◆ Text excerpt:
Segments in this Video

Deadly Test Drive (02:40)


On March 18, 2018, Uber's self-driving Volvo hits a Tempe, Arizona cyclist, killing Elaine Herzberg. (Credits)

Why Have Automated Cars? (02:54)

Many Americans say they are afraid to ride in a self-driving car. Advocates state that autonomous cars will improve safety, reduce pollution, eliminate the need to own a car, and provide greater mobility for those who cannot drive.

Driving Safety (03:24)

Zoox founder Jesse Levinson demonstrates autonomous navigation in San Francisco. Despite the complexity of driving, only one accident occurs in 100 million miles of driving per year.

DARPA Grand Challenge (05:55)

The Defense Advanced Research Projects Agency organizes competitions for driverless cars, triggering a race to build a new industry. Many believe the market will be worth trillions by the 2030s.

Uber Crash Investigation (03:56)

Uber believes eliminating paid drivers is important to future profitability. After the March 2018 accident, Uber suspends testing on public roads and the NTSB launches an investigation. Vasquez denies watching a show while in the car.

Levels of Automation (05:48)

◆ Data excerpt:
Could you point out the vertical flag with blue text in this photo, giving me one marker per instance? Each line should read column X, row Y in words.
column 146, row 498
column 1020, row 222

◆ What is asked:
1. In the segment list on self-driving cars, rewrite the paragraph beginning "Many Americans say they are afraid" as a short bulleted list that keeps its main facts.
2. According to the segment list on self-driving cars, on what date did Uber's self-driving Volvo hit the cyclist in Tempe, Arizona?
3. From the segment list on self-driving cars, write out the stretch from "The Defense Advanced" through "of Automation (05:48)".

◆ Answers to each task:
1.
- Many Americans are afraid to ride in a self-driving car.
- Advocates say autonomous cars will:
  - improve safety
  - reduce pollution
  - eliminate the need to own a car
  - provide greater mobility for those who cannot drive

2. March 18, 2018.

3.
The Defense Advanced Research Projects Agency organizes competitions for driverless cars, triggering a race to build a new industry. Many believe the market will be worth trillions by the 2030s.

Uber Crash Investigation (03:56)

Uber believes eliminating paid drivers is important to future profitability. After the March 2018 accident, Uber suspends testing on public roads and the NTSB launches an investigation. Vasquez denies watching a show while in the car.

Levels of Automation (05:48)